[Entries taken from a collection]
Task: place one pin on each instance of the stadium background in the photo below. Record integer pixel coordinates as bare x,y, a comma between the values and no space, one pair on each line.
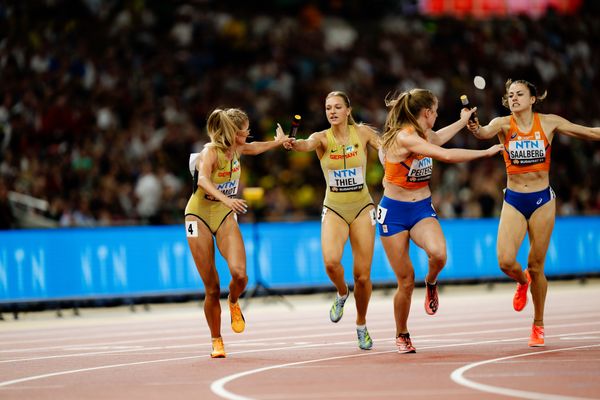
102,101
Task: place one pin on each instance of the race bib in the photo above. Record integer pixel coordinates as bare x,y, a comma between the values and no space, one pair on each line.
346,180
524,152
420,170
191,228
381,213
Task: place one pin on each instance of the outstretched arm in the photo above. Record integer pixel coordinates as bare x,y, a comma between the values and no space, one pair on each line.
255,148
488,131
311,143
575,130
443,135
416,144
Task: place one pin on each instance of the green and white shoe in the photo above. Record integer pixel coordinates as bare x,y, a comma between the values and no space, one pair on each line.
364,339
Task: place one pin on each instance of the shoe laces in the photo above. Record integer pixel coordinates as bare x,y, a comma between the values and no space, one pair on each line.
432,294
405,337
363,335
236,312
340,301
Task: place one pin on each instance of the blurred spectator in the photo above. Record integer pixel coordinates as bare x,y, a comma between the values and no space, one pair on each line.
92,88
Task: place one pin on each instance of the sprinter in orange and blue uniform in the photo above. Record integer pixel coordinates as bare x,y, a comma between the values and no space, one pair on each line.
405,212
529,205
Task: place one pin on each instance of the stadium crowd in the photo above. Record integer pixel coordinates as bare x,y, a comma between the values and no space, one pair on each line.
101,101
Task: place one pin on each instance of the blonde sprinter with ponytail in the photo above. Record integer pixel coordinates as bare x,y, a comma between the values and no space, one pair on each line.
405,211
348,209
212,212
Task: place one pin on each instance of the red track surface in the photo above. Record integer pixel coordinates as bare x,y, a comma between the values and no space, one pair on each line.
474,348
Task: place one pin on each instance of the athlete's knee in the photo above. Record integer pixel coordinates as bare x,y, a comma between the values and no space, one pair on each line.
239,276
438,257
332,265
536,269
212,292
507,263
406,285
362,279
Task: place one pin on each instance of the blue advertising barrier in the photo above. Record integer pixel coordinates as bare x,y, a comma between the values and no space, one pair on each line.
38,265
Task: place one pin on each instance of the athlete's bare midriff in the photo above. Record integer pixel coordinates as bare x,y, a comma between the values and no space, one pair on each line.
528,182
396,192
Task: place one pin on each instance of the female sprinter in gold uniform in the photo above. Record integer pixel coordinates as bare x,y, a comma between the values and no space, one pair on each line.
348,209
211,211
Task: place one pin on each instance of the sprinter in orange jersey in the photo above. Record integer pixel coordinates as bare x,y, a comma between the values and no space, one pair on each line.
529,205
211,214
348,209
405,211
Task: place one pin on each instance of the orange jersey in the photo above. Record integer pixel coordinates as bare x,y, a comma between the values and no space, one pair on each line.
412,173
526,152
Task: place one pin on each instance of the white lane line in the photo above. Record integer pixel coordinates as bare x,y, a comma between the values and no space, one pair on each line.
75,371
218,386
458,377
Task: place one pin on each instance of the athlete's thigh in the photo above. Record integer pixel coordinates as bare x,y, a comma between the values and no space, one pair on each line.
397,250
428,235
334,234
511,232
230,243
541,225
362,238
200,240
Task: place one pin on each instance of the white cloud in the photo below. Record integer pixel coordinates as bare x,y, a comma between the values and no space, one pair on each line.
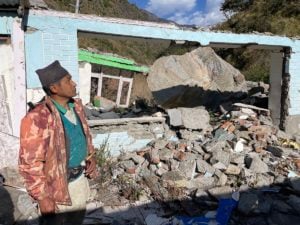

WHAT NEEDS TO BE DONE:
Transcribe all the records above word for word, without their images.

RESULT OF THE EXERCISE:
Task: place one pin on each instance of the stadium background in the photo below. Record integer pixel coordinates as bare x,y, a comma between the values and no space, one pair on each line.
102,101
Task: place one pin on each instance of the race bib in the photo above. Record integer pixel coordinates as bare x,y, a comma between the values and no space, one pair on each line.
346,180
524,152
420,170
191,228
381,213
Task: place one pin on each instance of the outstretched arm in the photo above. Record integer pixel coordinates as bare x,y, a comma between the values and no space, one pair on each line.
255,148
488,131
311,143
575,130
443,135
416,144
Task: place one pin on each instance of the green and white shoe in the photo above. Record integer pixel coordinates as bare x,y, a comma between the values and no space, one pair on each line.
364,339
Task: place one pin on each instance of the shoe laces in the photo above. Record integer pixel coordinates as bare x,y, a comma between the values and no space, one pair on each line.
432,294
405,337
363,335
236,312
340,301
Task: place one pin on each instance of the blurred spectator in the photo above. Record integer pixel coordinates as bare x,y, a comma between the values and no space, one pair on each line.
92,88
Task: place one pin on each instance of the sprinter in orange and blue uniform in the photo above. Record integer pixel coordinates as bare x,y, a comma between the values and no space, one pair on each line.
405,212
529,205
Task: place one pin on each instance of the stadium crowd in the photo above. Record integer pixel coordinates as bare x,y, a comma between the values and no space, one pair on each line.
101,101
Task: place one pin on each instance of the blonde sprinter with ponytail in the photo above. Record integer pixel coordinates as bare x,y, a comma between the values and no space, one pair on each line.
405,211
348,209
212,212
Task: place one pin on each instance of the red track surface in the photo above. Record integer pixel coordinates as bare x,y, a comma between the values and no space, one pair on each line.
474,348
Task: place one pin on each instance of the athlete's knee in the photo above. Record integer pixel coordinates as bare x,y, a comma between the values and no space, one pair on each line.
239,276
438,257
332,265
536,269
212,292
507,263
406,285
362,279
Task: place one pin on each instance of the blue advertising barrier in the photo above. Record integer pixel coordinates as bare x,y, a comma between the values and no space, one pair on each line.
38,265
Task: place one pin on each instance of the athlete's bare midriff in the photo above. Record integer pixel coordinates as bare x,y, a comma between the values and no space, one pair on each line.
528,182
396,192
Task: place one pin on each instance of the female sprinter in gold uniform in the photo above. Record integer pixel coordinates as bare x,y, a comma between the values and no space, one pair on each line.
348,209
211,211
Task: place one pin on each instance of the sprinter in orange jersey in the photo above. Record integer pixel coordinates as bare x,y, a comma between the values and no space, one pair on each line.
529,205
211,214
348,209
405,211
Task: place one pin on each instance of the orange jersey in the photo above. Record integer pixel coordinates as bare x,y, a comma between the values and no space, one pair on each line.
412,173
526,152
Task: place one pin on each instance of the white lane line in the photo above. Record integer pixel coordinates as bare x,y, a comma between the values and no space, one pair on each line.
75,371
218,386
458,377
Task: place one pin on each instance of the athlete's thigh in the photo above. Record integer pixel coordinates as bare x,y, a comma between the values and no space, one pair on each line.
397,250
428,235
334,234
511,232
230,243
541,225
362,238
200,240
Task: place one pin on each instance of the white cloud in the photo below. Record integer pixel coordinates as bare x,y, a comma between the values and no space, one pair on each line.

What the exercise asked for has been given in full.